• [Objective]: Write out each line word for word. Drop pictures.

• [Given records]:
* * * * * * * * *

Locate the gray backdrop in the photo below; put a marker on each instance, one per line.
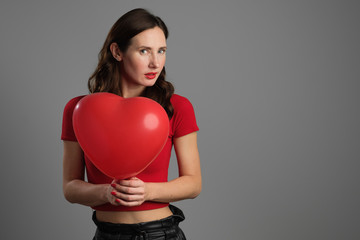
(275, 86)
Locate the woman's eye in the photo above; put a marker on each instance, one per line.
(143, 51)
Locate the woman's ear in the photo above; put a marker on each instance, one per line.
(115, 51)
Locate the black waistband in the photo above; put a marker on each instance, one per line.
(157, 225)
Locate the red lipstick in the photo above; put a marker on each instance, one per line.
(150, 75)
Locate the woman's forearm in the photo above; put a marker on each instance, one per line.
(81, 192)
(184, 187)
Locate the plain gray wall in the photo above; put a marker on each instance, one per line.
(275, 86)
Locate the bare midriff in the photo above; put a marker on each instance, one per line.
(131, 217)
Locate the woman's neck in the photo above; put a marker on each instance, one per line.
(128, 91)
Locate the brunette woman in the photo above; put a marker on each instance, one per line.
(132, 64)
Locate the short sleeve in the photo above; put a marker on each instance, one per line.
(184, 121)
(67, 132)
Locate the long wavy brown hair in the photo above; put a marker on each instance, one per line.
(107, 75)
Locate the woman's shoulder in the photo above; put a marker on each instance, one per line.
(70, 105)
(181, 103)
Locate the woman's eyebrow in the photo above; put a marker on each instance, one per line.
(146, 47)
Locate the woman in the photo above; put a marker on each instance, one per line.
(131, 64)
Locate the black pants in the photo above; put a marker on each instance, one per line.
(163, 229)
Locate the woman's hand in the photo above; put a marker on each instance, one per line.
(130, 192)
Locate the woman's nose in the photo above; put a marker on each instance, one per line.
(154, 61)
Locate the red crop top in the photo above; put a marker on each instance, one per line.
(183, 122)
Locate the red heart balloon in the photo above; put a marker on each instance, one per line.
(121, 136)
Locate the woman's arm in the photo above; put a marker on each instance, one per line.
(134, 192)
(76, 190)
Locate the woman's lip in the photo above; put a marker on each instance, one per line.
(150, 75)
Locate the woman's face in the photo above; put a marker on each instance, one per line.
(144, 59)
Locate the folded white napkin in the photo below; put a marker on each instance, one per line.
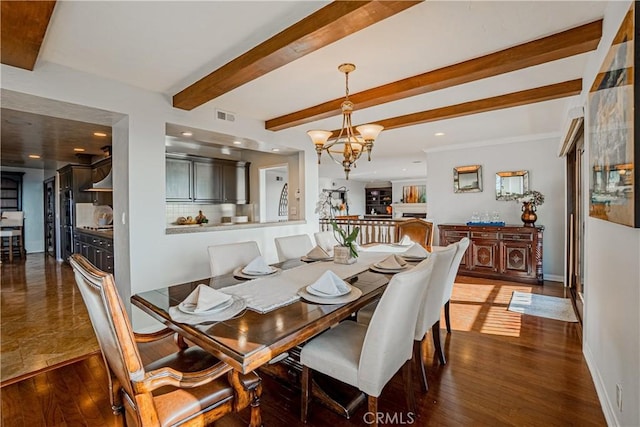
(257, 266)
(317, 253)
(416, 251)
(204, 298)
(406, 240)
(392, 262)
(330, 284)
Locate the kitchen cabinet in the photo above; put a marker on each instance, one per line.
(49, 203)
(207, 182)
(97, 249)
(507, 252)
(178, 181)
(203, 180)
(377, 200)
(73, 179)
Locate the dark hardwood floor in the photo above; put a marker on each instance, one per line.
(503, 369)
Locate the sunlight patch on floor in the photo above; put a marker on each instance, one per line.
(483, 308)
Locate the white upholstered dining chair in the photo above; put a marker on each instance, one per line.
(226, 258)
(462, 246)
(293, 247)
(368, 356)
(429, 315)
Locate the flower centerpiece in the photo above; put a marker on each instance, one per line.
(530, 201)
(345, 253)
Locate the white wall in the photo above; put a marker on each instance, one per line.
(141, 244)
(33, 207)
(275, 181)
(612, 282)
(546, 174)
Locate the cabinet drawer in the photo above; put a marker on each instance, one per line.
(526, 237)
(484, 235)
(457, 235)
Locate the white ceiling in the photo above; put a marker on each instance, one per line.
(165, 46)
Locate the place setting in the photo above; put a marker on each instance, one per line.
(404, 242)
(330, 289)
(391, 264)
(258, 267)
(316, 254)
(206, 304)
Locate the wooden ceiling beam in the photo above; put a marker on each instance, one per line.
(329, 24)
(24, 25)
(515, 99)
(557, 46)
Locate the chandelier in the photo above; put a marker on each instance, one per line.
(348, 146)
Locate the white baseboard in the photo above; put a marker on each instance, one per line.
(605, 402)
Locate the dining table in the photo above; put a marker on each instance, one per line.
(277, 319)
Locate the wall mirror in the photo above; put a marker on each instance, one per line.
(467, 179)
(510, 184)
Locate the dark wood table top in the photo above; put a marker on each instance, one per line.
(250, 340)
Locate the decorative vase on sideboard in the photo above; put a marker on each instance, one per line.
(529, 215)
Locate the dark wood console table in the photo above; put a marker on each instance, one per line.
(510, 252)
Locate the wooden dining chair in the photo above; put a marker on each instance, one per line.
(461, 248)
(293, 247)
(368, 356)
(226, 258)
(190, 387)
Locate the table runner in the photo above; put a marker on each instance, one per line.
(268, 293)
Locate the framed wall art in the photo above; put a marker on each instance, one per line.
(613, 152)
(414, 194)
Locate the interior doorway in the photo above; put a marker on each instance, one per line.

* * * * * * * * *

• [Final result]:
Locate the gray backdrop in the photo below; put a marker on each instance, one per line.
(275, 86)
Locate the woman's eye in the photo above; put a marker on each instance, one per line.
(143, 51)
Locate the woman's ear in the photo above; put a marker on each instance, one per line.
(115, 51)
Locate the black waistband in the photo above; put a marker on each instance, one per line.
(157, 225)
Locate the red lipstick in the photo above; put a marker on each instance, one per line.
(150, 75)
Locate the woman's forearm in the photo above; put a marker on each instance, one per line.
(81, 192)
(184, 187)
Locate the plain gray wall in the photo above; put a marker on each instance, one per line.
(275, 86)
Locate the bare midriff in the photo above; put a marker on each instance, one per line.
(131, 217)
Locate the woman's neck in the photo above; put a marker on each instance, one per line.
(128, 91)
Locate the brunette woman in the photo above; put a marker on each instance, one per line.
(132, 64)
Locate the short sleeve in the photo above; put a marker on each instance, one per line.
(184, 121)
(67, 132)
Locate the long wavy brown hair in the photo above; put a marker on each instance, one per line.
(107, 75)
Locate the woman's shoulder in the photo above; put a marker on each instance, one per line.
(70, 105)
(181, 103)
Locate the woman's eyebrow in the photo above; put a marker on each instance, one per line.
(146, 47)
Locate the woman in the photo above; put a marker on each instance, one per line.
(131, 64)
Locate the black pants in the photo above; put a marker on each instance, one per line.
(163, 229)
Locate the woman's hand in the photo above; put a marker on each instance, one per line.
(130, 192)
Locate the woman's nose in the photo above; put a marker on each instance, one per line.
(154, 61)
Locate the red crop top in the photo above; put a marker on each instance, one per line.
(183, 122)
Locate the red heart balloon in the photo above; put a marker on each instance, one per line.
(121, 136)
Locate the woman's arm in the photo above; put a marker on each instance, one per line.
(134, 192)
(76, 190)
Locate the woman's lip in the photo above; put a marker on each instance, one per line.
(150, 75)
Locate the woman's face in the photo above; put a marker on each instance, one per line.
(144, 59)
Locate the folded white napkin in the photo below; put a marker on each instance, one per line.
(257, 266)
(317, 253)
(416, 251)
(204, 298)
(406, 240)
(392, 262)
(330, 284)
Locate the kitchen cabinet in the photo above; put a marker on each instance, one per line.
(49, 203)
(207, 182)
(97, 249)
(507, 252)
(178, 181)
(203, 180)
(377, 200)
(73, 179)
Locate the dark hardwood floor in the photo above; put a marker on each instance, one per line.
(503, 369)
Locate the sunlight patch on floor in the photo above; put a marker on each instance, one per line.
(483, 308)
Locate the white upholstered dining chair in the photo above; put a marker on each instance, one per line.
(226, 258)
(462, 246)
(293, 247)
(368, 356)
(429, 315)
Locate the flower centerpiece in the photo above; put a marker on each instance, one per line.
(530, 201)
(345, 253)
Locate the white wall in the photo above; put a marker on each instance, one per line.
(141, 244)
(33, 207)
(275, 181)
(612, 282)
(546, 174)
Locate the cabinet drawer in the photo above; put a marker on each instance, one per line.
(526, 237)
(484, 235)
(457, 235)
Locate the white ceiling in the photo above; put a marker on each instance, one per line.
(165, 46)
Locate the place setting in the photo above; put a marker on each instance, one per line.
(404, 242)
(330, 289)
(391, 264)
(258, 267)
(316, 254)
(206, 304)
Locate the wooden ceiling beam in the photo above; put a marker on each instance, one per line.
(329, 24)
(24, 25)
(515, 99)
(557, 46)
Locate the chandelier in the photo above; put a marker on each instance, one per line.
(348, 146)
Locate the white baseboard in the photo above; put a marker on each instance, one per line.
(605, 402)
Locate the dining table in the photo above; put a marker on each instance, one per line.
(277, 319)
Locate the wall mirror in the photo above; put a marker on each instance, one per line.
(467, 179)
(510, 184)
Locate the dark wood table top in the photo above; put a marker on each instance, one per line.
(250, 340)
Locate the decorative vase on sideboard in the photo above; put a marker on each instance, one per line.
(529, 215)
Locate the dark wood console table in the photo above; put a marker on each instance, one per line.
(510, 252)
Locate the wooden dining chair in the photo above; put a marker on each instance, one per line.
(461, 248)
(293, 247)
(368, 356)
(226, 258)
(190, 387)
Locate the table runner in the photo above; put a marker on each instance, one per line.
(268, 293)
Locate the framed wall art in the photo above; put a marker on each instance, one per line.
(613, 152)
(414, 194)
Locate the interior doorway in the photo above; put a marker on each instance, one per line.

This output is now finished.